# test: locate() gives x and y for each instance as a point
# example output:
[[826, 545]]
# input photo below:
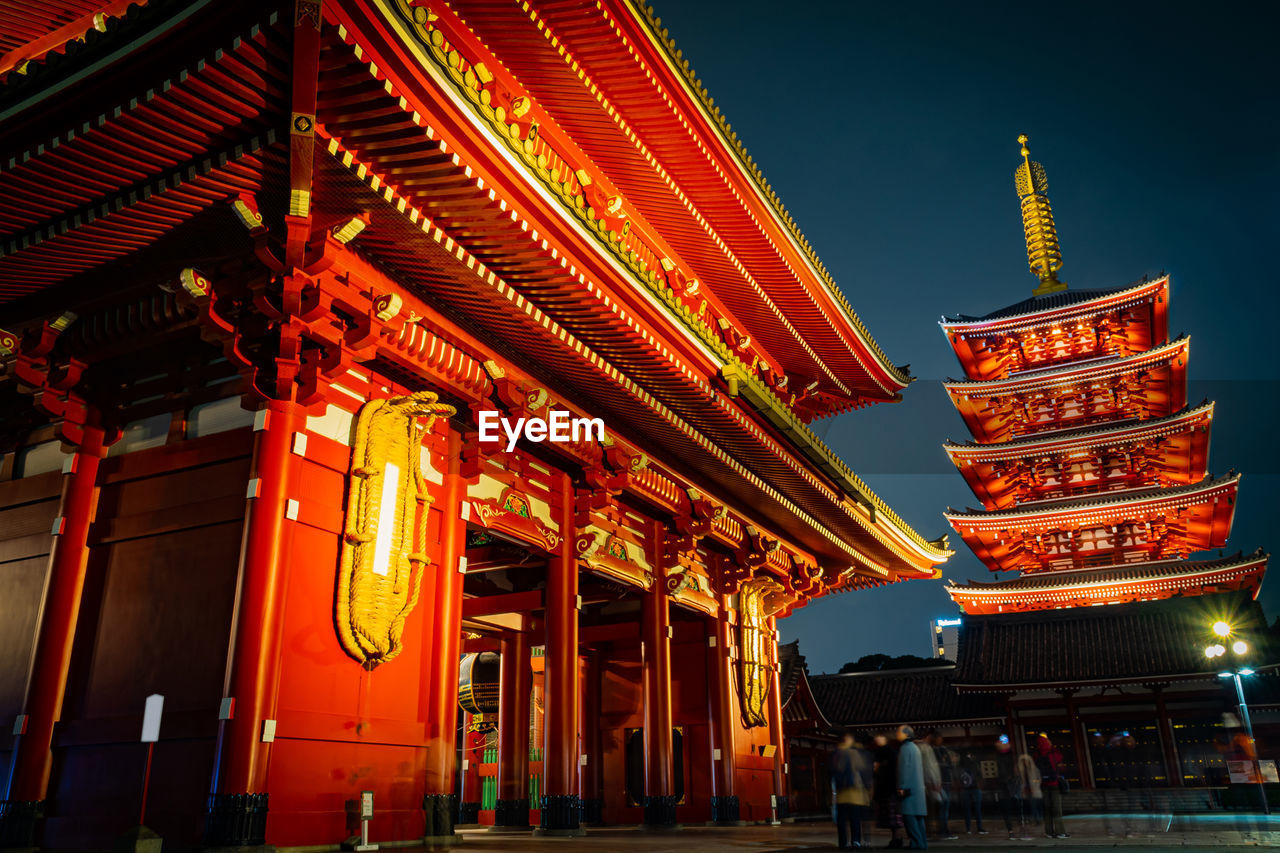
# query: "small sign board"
[[151, 717], [1246, 772]]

● **Task objective**: From the line containing "[[826, 545]]" down to the last line of the data, print every line exactly and nothing else. Pictures stay out of the copy.

● **Written reply**:
[[826, 545]]
# input photo below:
# query: "small sign board"
[[151, 717], [1246, 772]]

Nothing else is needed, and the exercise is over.